- Task instructions:
In the entries below, work out how many lines include "cloud", and write only that number.

============

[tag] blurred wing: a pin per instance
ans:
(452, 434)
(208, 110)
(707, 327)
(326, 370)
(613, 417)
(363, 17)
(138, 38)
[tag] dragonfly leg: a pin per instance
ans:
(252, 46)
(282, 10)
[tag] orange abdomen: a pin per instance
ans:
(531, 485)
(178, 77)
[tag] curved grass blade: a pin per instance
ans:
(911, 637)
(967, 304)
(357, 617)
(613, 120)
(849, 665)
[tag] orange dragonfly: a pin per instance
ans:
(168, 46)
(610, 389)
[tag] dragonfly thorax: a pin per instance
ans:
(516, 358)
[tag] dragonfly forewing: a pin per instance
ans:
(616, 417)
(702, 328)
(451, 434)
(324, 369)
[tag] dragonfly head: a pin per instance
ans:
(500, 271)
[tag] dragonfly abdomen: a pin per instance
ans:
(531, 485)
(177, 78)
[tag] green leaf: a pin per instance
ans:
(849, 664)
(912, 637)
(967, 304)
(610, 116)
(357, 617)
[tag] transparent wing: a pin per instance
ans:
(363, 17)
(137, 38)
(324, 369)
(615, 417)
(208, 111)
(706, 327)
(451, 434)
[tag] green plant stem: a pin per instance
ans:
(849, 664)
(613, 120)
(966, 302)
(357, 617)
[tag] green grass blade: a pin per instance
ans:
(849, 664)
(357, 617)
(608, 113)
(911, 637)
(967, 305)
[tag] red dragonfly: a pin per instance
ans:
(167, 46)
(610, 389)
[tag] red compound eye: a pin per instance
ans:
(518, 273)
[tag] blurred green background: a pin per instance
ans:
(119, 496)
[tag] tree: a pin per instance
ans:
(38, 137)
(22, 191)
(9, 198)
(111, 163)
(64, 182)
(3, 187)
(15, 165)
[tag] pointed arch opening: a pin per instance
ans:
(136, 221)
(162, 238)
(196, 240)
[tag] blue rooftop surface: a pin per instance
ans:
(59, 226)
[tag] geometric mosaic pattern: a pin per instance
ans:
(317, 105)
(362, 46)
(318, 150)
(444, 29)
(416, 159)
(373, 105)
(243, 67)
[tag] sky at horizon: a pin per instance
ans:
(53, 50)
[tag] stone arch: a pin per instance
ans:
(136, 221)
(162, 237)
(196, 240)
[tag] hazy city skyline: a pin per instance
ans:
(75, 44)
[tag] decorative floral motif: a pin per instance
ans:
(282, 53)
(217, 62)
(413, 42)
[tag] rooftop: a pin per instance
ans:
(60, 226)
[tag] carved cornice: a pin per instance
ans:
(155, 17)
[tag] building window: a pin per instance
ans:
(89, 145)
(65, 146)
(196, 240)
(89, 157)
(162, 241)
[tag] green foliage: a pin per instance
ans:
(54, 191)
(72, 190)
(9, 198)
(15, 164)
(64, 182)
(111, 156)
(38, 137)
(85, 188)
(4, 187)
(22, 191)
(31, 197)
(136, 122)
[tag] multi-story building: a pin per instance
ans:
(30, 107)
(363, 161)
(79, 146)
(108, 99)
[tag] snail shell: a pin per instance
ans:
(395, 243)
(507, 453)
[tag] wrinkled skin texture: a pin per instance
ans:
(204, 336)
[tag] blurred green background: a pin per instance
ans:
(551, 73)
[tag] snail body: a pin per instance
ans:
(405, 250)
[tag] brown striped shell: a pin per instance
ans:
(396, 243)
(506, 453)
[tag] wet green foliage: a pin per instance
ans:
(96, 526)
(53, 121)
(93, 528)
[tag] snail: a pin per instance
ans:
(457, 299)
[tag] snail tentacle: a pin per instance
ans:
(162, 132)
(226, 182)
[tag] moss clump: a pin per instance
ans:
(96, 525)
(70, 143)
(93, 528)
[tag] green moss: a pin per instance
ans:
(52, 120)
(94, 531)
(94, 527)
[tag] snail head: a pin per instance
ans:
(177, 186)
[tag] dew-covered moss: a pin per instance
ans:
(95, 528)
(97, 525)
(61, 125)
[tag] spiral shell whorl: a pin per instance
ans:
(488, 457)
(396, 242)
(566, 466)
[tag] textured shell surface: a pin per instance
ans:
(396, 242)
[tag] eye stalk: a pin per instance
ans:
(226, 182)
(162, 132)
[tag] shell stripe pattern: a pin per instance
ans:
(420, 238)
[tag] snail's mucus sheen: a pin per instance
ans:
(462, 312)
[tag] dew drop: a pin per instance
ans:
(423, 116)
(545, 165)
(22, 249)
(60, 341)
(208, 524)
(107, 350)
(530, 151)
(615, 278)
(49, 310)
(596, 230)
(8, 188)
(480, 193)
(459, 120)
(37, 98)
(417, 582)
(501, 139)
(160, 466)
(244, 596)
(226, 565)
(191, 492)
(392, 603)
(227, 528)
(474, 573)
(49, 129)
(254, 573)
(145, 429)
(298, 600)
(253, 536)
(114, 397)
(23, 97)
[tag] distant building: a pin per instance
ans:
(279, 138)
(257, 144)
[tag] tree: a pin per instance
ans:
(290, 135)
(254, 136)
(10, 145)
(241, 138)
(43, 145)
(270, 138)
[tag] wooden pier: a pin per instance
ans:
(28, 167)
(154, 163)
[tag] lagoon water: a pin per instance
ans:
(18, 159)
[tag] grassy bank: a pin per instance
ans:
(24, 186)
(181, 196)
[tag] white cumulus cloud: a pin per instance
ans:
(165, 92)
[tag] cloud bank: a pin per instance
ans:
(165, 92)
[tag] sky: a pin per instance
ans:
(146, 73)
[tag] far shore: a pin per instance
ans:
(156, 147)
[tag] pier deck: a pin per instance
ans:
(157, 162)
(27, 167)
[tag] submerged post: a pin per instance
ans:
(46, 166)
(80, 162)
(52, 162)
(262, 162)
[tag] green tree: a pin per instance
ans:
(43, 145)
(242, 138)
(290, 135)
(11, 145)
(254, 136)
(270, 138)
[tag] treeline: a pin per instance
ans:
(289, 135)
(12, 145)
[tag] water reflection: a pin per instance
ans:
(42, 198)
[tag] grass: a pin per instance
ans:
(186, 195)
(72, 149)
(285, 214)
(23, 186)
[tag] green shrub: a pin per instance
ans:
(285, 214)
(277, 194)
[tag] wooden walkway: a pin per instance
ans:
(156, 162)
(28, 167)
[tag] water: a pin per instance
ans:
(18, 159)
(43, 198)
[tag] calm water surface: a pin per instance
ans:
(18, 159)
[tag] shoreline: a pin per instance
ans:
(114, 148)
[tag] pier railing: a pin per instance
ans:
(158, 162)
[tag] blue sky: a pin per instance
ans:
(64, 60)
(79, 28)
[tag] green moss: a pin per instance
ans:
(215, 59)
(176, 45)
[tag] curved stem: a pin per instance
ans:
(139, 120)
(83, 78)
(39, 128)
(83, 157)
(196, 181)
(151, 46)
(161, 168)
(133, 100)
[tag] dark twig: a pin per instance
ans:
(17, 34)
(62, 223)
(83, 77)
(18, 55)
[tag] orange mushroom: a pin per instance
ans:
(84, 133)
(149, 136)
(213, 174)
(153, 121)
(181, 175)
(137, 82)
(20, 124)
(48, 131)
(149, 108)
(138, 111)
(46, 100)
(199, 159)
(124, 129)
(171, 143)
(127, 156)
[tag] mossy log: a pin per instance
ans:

============

- Response to the task:
2